== Text segment ==
^^^^

There was positive buzz when Discovery was announced, as many fans have been itching for Trek to return for weekly TV adventures focusing more on characters and sci-fi than the action-orientated movies allow for. And with acclaimed producer Bryan Fuller (Hannibal) leading the project, the future looked very exciting indeed. Unfortunately, Fuller left to concentrate on American Gods, rumours surfaced he wasn’t happy with how things were developing with the series, CBS postponed the release date, and early footage was widely criticised. Suddenly, Trekkers were concerned this new series was going to be a creative disaster.
Star Trek: Discovery has now debuted with a two-part premiere, and despite the negative pre-publicity, I’m pleased to report its opening instalments are very promising. Of course, these are the episodes Fuller had the most involvement with as a writer, so there’s still a concern quality will dip in the coming weeks, but I have no reason to be negative right now.
How do you make a 51-year-old series like Star Trek feel fresh and different for contemporary audiences? The answer is a combination of things, as Discovery demonstrates. It takes stylistic cues from the J.J Abrams-produced movies (certainly in terms of the atmospheric lighting), with a dose of Ronald D. Moore’s Battlestar Galactica reboot (mainly with the tone of the action sequences in space), but it ensures there’s an emphasis on character and story over style and spectacle.
It also uses the breathing room afforded by TV, embracing plot serialisation and therefore pacing things very differently. I hope it’s not turning its back on telling standalone stories (the bread and butter of every Trek before now), but I appreciate a single story thread pulling everything together. Deep Space Nine hit a creative peak by likewise telling a serialised war story in-between unrelated adventures for the crew, so hopefully Discovery is following its example.

^^^^

== Dataset excerpt ==

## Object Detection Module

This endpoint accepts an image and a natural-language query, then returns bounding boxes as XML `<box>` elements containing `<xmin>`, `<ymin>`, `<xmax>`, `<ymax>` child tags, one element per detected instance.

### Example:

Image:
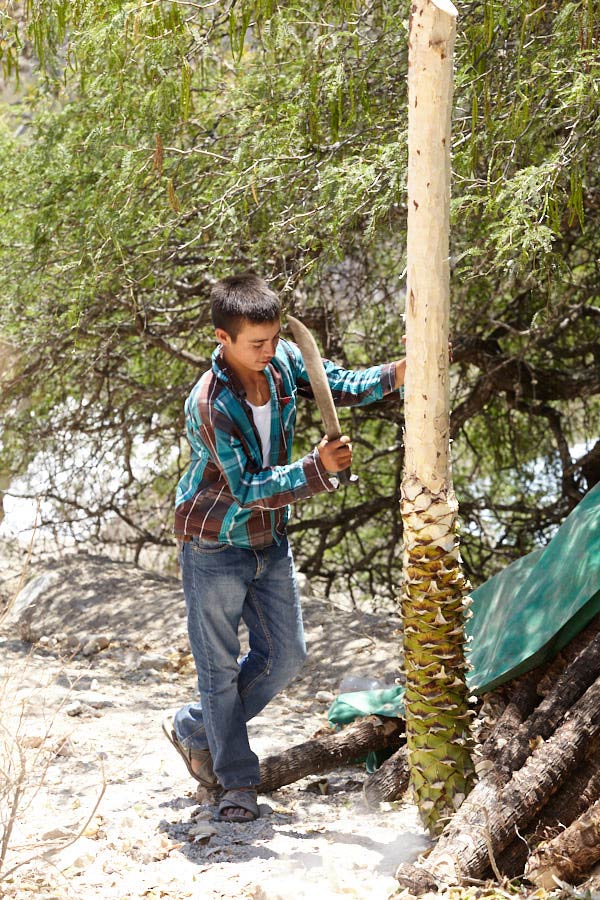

^^^^

== Given instruction A ==
Answer these questions from the Star Trek: Discovery review:
(i) Which project did Bryan Fuller leave Discovery to concentrate on?
(ii) Which reboot does the review name as the source of the tone of Discovery's action sequences in space?
(iii) Which earlier Trek series hit a creative peak by telling a serialized war story?
== Given instruction B ==
Extract the stretch of the Star Trek: Discovery review from "Star Trek: Discovery" through "negative right now.".

== Worked solution A ==
(i) American Gods
(ii) Ronald D. Moore's Battlestar Galactica reboot
(iii) Deep Space Nine

== Worked solution B ==
Star Trek: Discovery has now debuted with a two-part premiere, and despite the negative pre-publicity, I’m pleased to report its opening instalments are very promising. Of course, these are the episodes Fuller had the most involvement with as a writer, so there’s still a concern quality will dip in the coming weeks, but I have no reason to be negative right now.